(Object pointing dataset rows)
:::
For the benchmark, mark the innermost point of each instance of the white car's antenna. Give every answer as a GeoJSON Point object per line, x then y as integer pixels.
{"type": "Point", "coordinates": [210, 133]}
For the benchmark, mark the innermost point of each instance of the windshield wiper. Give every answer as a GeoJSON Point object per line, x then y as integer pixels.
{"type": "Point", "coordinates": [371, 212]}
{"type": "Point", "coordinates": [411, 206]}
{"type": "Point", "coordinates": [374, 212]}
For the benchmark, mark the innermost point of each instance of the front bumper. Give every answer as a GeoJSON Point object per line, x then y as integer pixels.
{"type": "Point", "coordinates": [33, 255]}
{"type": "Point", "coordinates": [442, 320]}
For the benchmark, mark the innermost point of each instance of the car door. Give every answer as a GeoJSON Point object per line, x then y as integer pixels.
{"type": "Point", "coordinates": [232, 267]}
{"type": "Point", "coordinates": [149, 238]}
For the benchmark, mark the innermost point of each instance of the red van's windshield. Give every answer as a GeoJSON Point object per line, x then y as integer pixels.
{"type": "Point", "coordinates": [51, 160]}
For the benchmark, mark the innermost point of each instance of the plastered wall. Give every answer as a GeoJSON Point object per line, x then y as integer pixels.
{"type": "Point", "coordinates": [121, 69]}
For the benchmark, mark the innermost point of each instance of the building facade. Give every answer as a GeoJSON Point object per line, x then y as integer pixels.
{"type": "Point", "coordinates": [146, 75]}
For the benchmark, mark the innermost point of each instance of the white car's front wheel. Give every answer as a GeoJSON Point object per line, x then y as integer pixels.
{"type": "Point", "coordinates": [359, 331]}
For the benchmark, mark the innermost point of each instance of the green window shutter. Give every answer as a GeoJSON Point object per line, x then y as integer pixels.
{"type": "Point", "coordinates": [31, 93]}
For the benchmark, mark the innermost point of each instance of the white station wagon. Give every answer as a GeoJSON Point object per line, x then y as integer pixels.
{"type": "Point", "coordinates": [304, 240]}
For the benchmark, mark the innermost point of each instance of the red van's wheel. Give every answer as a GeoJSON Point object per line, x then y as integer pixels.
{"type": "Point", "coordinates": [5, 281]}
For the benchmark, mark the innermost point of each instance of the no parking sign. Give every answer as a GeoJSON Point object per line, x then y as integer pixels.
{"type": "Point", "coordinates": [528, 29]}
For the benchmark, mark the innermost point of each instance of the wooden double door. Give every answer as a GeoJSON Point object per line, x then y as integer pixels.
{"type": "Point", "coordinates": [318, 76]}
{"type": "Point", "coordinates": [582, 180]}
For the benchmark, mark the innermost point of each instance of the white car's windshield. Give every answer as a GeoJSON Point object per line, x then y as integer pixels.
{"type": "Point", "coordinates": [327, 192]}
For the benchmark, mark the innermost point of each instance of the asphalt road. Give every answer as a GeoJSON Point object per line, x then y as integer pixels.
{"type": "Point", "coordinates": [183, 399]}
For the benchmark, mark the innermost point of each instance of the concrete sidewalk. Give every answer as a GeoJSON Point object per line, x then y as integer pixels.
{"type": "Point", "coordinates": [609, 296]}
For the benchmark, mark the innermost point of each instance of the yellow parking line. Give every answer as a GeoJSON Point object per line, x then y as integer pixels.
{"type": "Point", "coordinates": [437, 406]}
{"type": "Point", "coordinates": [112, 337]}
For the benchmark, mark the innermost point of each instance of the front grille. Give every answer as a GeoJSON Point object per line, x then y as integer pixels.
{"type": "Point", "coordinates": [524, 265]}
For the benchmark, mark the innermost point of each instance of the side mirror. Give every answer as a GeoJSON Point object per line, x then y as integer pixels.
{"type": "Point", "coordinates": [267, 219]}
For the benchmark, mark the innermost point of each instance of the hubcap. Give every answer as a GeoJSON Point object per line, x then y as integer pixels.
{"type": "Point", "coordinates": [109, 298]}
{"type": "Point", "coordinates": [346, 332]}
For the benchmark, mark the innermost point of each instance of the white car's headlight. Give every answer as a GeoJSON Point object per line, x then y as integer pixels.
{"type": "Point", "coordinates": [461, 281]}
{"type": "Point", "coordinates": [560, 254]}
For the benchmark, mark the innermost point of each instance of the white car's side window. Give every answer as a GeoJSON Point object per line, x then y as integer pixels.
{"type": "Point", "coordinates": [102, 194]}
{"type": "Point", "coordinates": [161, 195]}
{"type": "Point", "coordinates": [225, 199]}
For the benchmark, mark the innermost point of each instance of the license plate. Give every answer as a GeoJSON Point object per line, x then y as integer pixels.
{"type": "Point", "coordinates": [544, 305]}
:::
= WHAT THE TASK REQUIRES =
Copy out each line exactly.

= OUTPUT OF THE EXERCISE =
For the benchmark, mark the innermost point of each instance of the white car's antenna. Give every answer as a GeoJSON Point object per line, x then y as integer pixels.
{"type": "Point", "coordinates": [210, 133]}
For the benchmark, mark the innermost point of each instance of the windshield wiper. Give every answer as a GeoJSON Point object per line, x then y as integer pixels.
{"type": "Point", "coordinates": [371, 212]}
{"type": "Point", "coordinates": [411, 206]}
{"type": "Point", "coordinates": [374, 212]}
For the benchmark, mark the innermost point of each instance of the front bumper. Give every answer as a GeoJSON Point object per line, x then y as integer pixels.
{"type": "Point", "coordinates": [33, 255]}
{"type": "Point", "coordinates": [442, 320]}
For the benchmark, mark the innermost point of each instance of the car door. Give every answer as a GeoJSON Point object per line, x then y as integer pixels.
{"type": "Point", "coordinates": [232, 267]}
{"type": "Point", "coordinates": [149, 238]}
For the benchmark, mark the innermost point of each instance of the red van's windshield. Give every answer as a GeoJSON Point object per line, x then y as integer pixels.
{"type": "Point", "coordinates": [51, 160]}
For the benchmark, mark the innermost point of each instance of the plastered wall. Give every answer as a GeoJSON Point object per line, x then y as integer pixels.
{"type": "Point", "coordinates": [121, 69]}
For the benchmark, mark the innermost point of each instance of the building facade. Give every answer as a GeoJSON Point object per line, x then y as integer pixels.
{"type": "Point", "coordinates": [146, 75]}
For the benchmark, mark the innermost point of each instance of the white car's front wheel. Give every answer as a GeoJSON Point object per line, x then y as integer pixels.
{"type": "Point", "coordinates": [359, 331]}
For the benchmark, mark the innermost point of each instance of the green window shutter. Give every answer as a GeoJSON Point object per line, x then y as integer pixels.
{"type": "Point", "coordinates": [31, 93]}
For the benchmark, mark the innermost point of each instance of the white station wagon. Give every answer as a GeoJSON Point object per line, x then y as integer pixels.
{"type": "Point", "coordinates": [304, 240]}
For the benchmark, mark the innermost point of each instance of the red van's wheel. Give every answer as a GeoJSON Point object per line, x then y as integer pixels.
{"type": "Point", "coordinates": [5, 281]}
For the benchmark, mark the innermost point of each instance of the no parking sign. Give every answer as a GeoJSON Point object per line, x then y as integer pixels.
{"type": "Point", "coordinates": [528, 29]}
For the benchmark, mark the innermost point of each instance of the wooden double door. Give every answer as a GeoJSON Point object per line, x then y as integer pixels.
{"type": "Point", "coordinates": [318, 76]}
{"type": "Point", "coordinates": [582, 180]}
For the benchmark, mark the innermost point of each instance of the white car's windshield. Give every answer as a GeoJSON Point object per line, x then y as integer pixels.
{"type": "Point", "coordinates": [327, 192]}
For the benchmark, mark the innermost point of each instance of the asphalt road. Give every answer as a GeoJSON Point object per line, x then y as integer pixels.
{"type": "Point", "coordinates": [183, 399]}
For the benchmark, mark the innermost point of each instance of the concrete sidewalk. Give every answer as a GeoJSON Point object per line, x then y as integer pixels.
{"type": "Point", "coordinates": [609, 296]}
For the benchmark, mark the innermost point of each instance of the yellow parking line. Give every answer as a GeoJSON Point object per line, x then y as integer pixels.
{"type": "Point", "coordinates": [437, 406]}
{"type": "Point", "coordinates": [112, 337]}
For the benchmark, mark the innermost point of each instance of the front grille. Give every answer as a GeoJSON Point object per line, x then y as integer pixels.
{"type": "Point", "coordinates": [524, 265]}
For the benchmark, mark the innermost point of each instance of the side mirror. Give every answer as a GeoJSON Point object per line, x then y as integer pixels.
{"type": "Point", "coordinates": [267, 219]}
For the benchmark, mark the innermost point of each instance of the hubcap. Give every answer as a GeoJSON Point object per line, x then y as integer pixels.
{"type": "Point", "coordinates": [109, 298]}
{"type": "Point", "coordinates": [346, 332]}
For the benchmark, mark the innermost point of each instance of the white car's headlight. Give every answer as a GeoJSON Point object per line, x then y as integer pixels.
{"type": "Point", "coordinates": [461, 281]}
{"type": "Point", "coordinates": [560, 254]}
For the benchmark, mark the innermost point of each instance of the white car's side window. Give every answer as a GeoJSON Point object per line, x then y as integer pixels.
{"type": "Point", "coordinates": [102, 194]}
{"type": "Point", "coordinates": [161, 195]}
{"type": "Point", "coordinates": [225, 199]}
For the benchmark, mark the innermost point of each instance of the license plate. Give every answer as a GeoJSON Point object per line, x then y as integer pixels.
{"type": "Point", "coordinates": [544, 305]}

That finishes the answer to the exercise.